* start Excerpted records *
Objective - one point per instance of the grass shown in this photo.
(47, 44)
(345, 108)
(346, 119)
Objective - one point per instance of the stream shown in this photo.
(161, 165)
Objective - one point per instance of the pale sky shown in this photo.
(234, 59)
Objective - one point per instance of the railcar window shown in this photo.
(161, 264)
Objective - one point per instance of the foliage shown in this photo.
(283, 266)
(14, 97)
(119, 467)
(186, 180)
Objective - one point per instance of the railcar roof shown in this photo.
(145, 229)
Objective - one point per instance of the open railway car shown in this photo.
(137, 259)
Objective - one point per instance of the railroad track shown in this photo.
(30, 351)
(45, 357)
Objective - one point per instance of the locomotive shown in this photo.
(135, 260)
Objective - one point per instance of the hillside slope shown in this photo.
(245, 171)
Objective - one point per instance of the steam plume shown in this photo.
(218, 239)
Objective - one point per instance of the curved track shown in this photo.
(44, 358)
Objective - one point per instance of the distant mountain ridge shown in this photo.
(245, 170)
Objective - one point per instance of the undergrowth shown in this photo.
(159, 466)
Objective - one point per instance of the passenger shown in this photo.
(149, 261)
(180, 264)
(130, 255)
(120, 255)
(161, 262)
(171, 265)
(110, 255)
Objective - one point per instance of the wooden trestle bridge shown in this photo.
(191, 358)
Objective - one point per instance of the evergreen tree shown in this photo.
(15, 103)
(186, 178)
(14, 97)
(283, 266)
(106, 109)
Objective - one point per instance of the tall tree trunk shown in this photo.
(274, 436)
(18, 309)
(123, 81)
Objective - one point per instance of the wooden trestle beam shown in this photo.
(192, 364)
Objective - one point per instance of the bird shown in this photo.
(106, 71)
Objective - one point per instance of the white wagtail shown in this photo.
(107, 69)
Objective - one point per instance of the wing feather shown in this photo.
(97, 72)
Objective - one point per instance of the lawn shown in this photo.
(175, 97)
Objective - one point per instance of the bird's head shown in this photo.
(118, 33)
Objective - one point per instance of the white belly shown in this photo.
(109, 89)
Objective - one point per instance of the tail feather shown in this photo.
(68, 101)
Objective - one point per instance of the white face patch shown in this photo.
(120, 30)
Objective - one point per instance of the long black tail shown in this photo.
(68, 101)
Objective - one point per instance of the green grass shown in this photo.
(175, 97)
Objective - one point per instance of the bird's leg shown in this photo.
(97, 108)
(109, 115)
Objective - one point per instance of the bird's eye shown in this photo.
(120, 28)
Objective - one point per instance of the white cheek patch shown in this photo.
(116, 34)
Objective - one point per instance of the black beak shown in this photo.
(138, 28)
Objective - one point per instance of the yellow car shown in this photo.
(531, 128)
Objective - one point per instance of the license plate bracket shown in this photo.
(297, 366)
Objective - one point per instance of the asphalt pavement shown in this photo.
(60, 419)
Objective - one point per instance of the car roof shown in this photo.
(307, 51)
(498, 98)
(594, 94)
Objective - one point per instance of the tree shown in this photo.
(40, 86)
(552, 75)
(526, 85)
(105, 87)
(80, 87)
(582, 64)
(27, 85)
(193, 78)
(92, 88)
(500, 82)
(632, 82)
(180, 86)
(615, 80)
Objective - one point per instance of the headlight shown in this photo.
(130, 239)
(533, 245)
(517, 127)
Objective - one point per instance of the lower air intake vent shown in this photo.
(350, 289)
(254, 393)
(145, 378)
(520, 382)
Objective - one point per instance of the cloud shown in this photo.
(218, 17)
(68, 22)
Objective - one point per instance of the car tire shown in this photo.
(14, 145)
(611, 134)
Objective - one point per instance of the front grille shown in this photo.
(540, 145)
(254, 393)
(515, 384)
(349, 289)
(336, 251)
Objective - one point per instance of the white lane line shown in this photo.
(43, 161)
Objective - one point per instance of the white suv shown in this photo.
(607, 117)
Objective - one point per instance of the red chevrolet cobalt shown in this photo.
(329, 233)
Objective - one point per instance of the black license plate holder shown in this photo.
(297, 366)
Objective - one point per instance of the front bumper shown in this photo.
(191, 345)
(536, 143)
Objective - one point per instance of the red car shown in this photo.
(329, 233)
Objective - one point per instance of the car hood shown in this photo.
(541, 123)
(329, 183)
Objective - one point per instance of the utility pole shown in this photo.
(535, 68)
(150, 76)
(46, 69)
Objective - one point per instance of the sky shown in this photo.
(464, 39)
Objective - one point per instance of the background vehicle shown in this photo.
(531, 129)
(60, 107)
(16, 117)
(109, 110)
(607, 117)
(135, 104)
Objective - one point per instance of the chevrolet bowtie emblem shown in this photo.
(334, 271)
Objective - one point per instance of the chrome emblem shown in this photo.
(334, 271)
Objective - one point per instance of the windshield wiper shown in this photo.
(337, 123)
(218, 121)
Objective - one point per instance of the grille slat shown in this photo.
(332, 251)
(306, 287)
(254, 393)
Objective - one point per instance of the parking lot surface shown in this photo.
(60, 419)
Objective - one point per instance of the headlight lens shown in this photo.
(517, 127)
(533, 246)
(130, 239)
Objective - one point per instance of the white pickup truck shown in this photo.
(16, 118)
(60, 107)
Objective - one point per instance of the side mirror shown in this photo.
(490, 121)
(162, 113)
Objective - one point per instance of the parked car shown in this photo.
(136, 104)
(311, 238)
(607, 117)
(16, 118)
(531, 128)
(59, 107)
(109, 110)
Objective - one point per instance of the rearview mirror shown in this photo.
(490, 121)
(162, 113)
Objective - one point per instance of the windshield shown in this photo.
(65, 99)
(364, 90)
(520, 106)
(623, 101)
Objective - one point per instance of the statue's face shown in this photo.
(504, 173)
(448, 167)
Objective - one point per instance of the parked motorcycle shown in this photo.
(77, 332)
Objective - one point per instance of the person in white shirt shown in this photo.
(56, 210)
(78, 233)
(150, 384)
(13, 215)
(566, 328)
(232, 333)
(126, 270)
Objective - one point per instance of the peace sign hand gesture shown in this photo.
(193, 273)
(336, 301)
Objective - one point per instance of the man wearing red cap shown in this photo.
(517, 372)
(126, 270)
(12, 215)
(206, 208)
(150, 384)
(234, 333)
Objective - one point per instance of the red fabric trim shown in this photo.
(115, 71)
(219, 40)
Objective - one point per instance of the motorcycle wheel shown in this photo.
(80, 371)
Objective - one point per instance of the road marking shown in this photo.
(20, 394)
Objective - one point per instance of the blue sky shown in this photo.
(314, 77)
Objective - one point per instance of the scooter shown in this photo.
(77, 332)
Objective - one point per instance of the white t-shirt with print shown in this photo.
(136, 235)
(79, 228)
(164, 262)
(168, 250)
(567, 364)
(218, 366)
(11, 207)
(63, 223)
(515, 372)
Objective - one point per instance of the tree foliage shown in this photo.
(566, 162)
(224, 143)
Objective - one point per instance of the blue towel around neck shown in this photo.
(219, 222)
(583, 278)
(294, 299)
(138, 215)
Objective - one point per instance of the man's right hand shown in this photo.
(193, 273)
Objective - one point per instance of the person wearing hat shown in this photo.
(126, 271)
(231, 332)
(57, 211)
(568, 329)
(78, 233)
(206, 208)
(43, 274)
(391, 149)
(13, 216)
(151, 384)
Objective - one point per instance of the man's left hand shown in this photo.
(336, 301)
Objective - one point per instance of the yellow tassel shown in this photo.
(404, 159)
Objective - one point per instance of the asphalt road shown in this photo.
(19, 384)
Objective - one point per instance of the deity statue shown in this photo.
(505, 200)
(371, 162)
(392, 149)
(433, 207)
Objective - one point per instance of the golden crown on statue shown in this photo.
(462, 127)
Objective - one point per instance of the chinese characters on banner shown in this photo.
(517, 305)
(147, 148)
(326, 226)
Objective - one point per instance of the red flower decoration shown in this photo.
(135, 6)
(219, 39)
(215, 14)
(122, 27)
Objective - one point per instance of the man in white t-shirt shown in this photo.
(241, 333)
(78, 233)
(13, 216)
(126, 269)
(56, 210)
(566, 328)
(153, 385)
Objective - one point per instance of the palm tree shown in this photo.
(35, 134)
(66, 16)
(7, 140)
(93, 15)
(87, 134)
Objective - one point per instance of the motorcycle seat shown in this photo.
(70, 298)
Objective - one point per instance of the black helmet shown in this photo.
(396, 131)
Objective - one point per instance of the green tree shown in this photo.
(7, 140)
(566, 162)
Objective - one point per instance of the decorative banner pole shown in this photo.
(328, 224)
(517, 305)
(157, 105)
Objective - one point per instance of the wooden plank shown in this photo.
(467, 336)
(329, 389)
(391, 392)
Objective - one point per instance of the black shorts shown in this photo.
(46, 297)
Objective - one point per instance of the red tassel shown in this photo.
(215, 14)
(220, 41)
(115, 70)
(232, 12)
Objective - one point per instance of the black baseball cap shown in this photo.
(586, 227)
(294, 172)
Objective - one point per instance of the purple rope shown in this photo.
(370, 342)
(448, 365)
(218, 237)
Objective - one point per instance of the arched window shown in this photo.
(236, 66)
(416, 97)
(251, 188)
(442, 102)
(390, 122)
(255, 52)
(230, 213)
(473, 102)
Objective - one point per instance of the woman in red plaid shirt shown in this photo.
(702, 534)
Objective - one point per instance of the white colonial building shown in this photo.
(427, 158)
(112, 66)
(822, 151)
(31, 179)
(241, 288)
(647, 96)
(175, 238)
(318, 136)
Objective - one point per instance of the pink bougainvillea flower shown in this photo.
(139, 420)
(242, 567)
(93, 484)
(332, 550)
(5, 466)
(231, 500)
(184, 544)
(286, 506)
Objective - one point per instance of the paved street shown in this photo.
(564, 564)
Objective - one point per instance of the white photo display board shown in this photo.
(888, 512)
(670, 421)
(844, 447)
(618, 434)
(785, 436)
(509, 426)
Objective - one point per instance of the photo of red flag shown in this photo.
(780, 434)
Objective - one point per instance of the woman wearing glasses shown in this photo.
* end Excerpted records *
• [Requirement]
Give back, unchanged, every line from the one with "Objective - one point per instance of the pink" to the end of the entries above.

• [Written solution]
Objective - one point per instance of the pink bougainvillea flower shown in this photo.
(139, 420)
(242, 567)
(93, 484)
(332, 550)
(5, 466)
(231, 500)
(184, 544)
(286, 506)
Objective - one point per instance of the paved street shown in this photo.
(564, 564)
Objective - one point per instance of the white photo display board shown in this photo.
(888, 512)
(670, 421)
(844, 447)
(618, 434)
(785, 436)
(509, 426)
Objective - one point per instance of the photo of red flag shown in this photo.
(780, 434)
Objective - one point per instance of the woman wearing glasses shown in this photo.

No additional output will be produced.